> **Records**
__________________________________________________
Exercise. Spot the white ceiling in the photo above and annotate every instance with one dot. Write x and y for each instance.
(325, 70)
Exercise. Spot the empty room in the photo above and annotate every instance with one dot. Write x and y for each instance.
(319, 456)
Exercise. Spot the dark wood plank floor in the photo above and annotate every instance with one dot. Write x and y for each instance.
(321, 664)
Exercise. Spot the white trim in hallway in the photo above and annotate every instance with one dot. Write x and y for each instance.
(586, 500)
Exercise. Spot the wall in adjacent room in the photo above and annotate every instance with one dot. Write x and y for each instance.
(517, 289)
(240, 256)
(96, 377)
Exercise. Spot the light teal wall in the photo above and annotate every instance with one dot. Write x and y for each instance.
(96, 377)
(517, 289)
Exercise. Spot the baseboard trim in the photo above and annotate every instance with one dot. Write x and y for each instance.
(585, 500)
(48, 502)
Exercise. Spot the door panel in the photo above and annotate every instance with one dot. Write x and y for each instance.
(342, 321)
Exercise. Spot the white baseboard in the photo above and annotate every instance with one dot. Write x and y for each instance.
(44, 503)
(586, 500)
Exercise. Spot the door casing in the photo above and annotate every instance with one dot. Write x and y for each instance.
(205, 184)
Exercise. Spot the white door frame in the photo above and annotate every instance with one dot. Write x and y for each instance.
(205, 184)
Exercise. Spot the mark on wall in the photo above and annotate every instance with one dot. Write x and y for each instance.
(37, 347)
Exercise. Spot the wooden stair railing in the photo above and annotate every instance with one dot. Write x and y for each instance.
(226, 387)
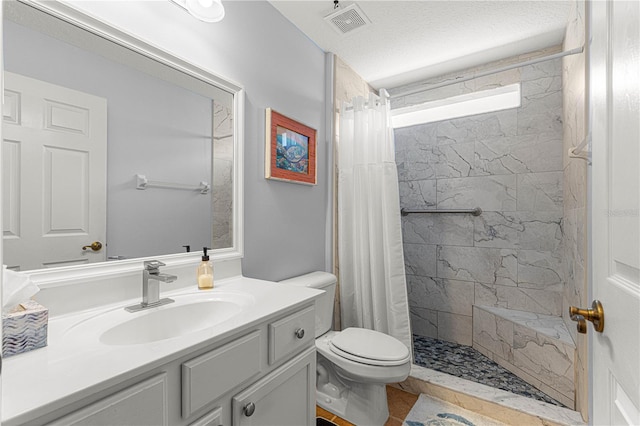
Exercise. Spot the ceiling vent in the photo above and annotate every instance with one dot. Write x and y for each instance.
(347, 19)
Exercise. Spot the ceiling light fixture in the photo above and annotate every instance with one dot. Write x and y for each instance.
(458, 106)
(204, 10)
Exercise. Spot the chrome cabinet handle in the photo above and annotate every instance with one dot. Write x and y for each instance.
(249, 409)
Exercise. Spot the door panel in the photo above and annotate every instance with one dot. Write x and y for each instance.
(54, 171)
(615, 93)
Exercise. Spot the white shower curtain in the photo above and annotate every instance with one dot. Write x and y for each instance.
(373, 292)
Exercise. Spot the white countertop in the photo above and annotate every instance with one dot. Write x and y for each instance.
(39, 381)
__________________________________________________
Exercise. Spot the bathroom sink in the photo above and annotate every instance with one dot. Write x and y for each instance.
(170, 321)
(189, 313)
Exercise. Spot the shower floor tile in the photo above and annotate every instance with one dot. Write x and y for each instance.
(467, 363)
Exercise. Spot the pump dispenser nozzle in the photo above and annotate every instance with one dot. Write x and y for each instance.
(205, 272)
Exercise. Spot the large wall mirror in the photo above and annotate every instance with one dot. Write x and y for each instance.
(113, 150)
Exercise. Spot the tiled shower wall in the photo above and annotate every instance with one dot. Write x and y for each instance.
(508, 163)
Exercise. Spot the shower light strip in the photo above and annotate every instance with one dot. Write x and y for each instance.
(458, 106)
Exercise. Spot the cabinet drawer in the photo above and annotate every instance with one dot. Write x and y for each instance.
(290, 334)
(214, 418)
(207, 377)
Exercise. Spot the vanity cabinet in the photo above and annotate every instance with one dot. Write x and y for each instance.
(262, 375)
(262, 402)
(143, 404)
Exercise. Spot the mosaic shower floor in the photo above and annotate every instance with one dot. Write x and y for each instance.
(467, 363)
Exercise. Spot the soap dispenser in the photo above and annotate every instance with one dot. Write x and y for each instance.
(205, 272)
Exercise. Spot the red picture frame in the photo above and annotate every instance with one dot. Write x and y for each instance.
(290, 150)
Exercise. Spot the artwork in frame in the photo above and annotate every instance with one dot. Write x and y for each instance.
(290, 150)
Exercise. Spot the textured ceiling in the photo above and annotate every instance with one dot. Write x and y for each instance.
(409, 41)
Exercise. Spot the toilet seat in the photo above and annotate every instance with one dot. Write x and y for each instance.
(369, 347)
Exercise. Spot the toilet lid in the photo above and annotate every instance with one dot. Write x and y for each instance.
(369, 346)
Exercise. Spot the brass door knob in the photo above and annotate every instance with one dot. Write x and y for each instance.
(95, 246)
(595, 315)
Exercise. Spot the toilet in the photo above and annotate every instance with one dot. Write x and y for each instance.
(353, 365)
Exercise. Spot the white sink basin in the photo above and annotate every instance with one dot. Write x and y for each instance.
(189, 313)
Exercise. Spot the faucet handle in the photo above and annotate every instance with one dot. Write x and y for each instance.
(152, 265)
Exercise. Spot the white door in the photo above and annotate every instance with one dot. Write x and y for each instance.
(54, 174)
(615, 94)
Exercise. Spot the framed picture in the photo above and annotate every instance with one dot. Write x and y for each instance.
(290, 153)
__________________________________________________
> **YOUR INSTRUCTIONS**
Extract every line from the records above that contains the word "dispenser".

> **EXERCISE ANSWER**
Exercise. Spot the pump dispenser nozzle in the photo above and annotate every instance with one dot. Write x and y for each instance.
Exercise. Spot the soap dispenser in the photo above and annotate every instance with one dot. Write x and y for each instance.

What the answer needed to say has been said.